> **Extract**
* START *

Ain’t nobody got time for that!

Time for some maths & shit!

Opps! We just made a mistake here, we don’t have to calculate all the combinations because the password is in this form:

([A-Z][A-Z][A-Z][A-Z])([0–9][0–9][0–9][0–9])
 (4 uppercase letters)      (4 digits)
       (Group 1)            (Group 2)

The alphabets are in a group and lie before the digits which are also grouped so there’s no possibility that they can be mixed to form a combination like S2N65GE1 . So how many combinations are possible after considering that?

Lets calculate the number of combinations of 4 letters which can be formed by 10 digits i.e. 0-9 :

(10)⁴ = 10000

So there will be 10000 possible combinations. Great! Now lets calculate the same for alphabets.

(26)⁴ = 456976

And all the combinations of 10000 digit and 456976 alphabets combinations will be:

456976 * 10000 = 4569760000

And if we try 1000 combinations in 1 second we will need this much of time

4569760000 / 1000 = 4569760 seconds
or
52 days 21 hours 22 minutes and 40 seconds

Yay! We just decreased the time required from 92 years to 53 days!
The change is orgasmic but it’s still too much. What else can be done?

Here’s the catch, these are just not 4 alphabets and 4 digits, these are first letters of the name & year of birth of someone.

A human can live up to 100 years which means someone born in 1642 can’t be alive and hence can’t have an Aadhar card.
Time traveling is also impossible at the moment which means someone who is going to be born in 2594 can’t travel back to the time to get an Aadhar card.

So the combinations ranging from 0000–9999 aren’t valid. We just need the 1918–2018 range which covers humans of age 0 to 100.

So now the number of combinations and time required is:

456976 * 100 = 45697600 combinations

45697600 / 1000 = 45697.6 seconds
or
12 hours 41 minutes 37 seconds

That’s some really nice progress! It’s still too much tho. Can we go any lower than that? Yes we can but we will lose some of the accuracy but that doesn’t matter when you have to crack a lot of password and it’s actually better, you will read about it in the end.

Just like all the combinations of digits weren’t valid years of birth, similarly AAAA or PZVS aren’t valid four first for letters of an indian name.

* END *

> **Task requirements**
• a. Summarize the excerpt in two sentences.
• b. Which range of years does the excerpt say is needed to cover humans of age 0 to 100?
• c. Copy the excerpt word for word from "The alphabets are" up to and including "same for alphabets.".
You won't need the listing to answer anything here.

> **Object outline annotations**

* START *

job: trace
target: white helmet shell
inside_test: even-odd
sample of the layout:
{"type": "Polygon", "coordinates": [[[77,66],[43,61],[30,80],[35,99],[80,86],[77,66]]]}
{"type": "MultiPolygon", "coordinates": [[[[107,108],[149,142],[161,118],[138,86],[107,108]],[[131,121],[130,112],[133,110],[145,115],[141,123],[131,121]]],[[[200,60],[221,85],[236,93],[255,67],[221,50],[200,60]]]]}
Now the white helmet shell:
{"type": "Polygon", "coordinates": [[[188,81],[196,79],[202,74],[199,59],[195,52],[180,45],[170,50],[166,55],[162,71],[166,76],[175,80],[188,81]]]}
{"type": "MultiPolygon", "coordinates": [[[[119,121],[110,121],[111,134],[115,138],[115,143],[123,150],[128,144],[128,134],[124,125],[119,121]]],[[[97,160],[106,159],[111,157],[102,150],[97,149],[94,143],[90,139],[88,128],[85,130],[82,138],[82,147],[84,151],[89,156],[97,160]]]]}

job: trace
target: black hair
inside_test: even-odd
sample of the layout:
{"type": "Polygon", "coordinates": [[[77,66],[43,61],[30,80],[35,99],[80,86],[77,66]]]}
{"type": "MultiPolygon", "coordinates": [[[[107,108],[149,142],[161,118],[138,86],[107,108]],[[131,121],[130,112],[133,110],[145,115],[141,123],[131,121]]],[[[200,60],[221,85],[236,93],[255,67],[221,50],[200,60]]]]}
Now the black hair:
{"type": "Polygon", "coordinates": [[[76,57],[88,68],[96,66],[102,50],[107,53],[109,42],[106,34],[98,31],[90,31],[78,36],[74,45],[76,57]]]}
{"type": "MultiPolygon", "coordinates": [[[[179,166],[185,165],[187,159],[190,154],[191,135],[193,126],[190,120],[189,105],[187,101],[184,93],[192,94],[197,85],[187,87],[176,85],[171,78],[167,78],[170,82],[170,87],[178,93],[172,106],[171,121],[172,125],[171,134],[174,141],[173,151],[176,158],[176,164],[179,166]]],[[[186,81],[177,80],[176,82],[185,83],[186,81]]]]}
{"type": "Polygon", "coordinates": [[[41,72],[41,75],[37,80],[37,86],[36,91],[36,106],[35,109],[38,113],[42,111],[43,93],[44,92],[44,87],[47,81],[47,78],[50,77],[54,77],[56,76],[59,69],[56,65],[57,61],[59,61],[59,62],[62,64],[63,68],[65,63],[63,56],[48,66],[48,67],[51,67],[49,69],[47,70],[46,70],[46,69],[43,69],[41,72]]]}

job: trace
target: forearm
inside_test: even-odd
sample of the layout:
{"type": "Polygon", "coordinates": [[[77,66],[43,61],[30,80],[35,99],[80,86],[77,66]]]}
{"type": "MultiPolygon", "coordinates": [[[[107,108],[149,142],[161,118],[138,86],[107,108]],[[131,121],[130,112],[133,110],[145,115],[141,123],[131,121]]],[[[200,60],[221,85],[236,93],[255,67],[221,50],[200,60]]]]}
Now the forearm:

* END *

> **Answers for the tasks**
• a. The excerpt works out that a password of four uppercase letters followed by four digits has 4569760000 possible combinations. Because those letters and digits are the first letters of a name and a year of birth, it limits the digits to the 1918–2018 range, which brings the count down to 45697600 combinations, or 12 hours 41 minutes 37 seconds at 1000 tries per second.

• b. 1918–2018

• c.
The alphabets are in a group and lie before the digits which are also grouped so there’s no possibility that they can be mixed to form a combination like S2N65GE1 . So how many combinations are possible after considering that?

Lets calculate the number of combinations of 4 letters which can be formed by 10 digits i.e. 0-9 :

(10)⁴ = 10000

So there will be 10000 possible combinations. Great! Now lets calculate the same for alphabets.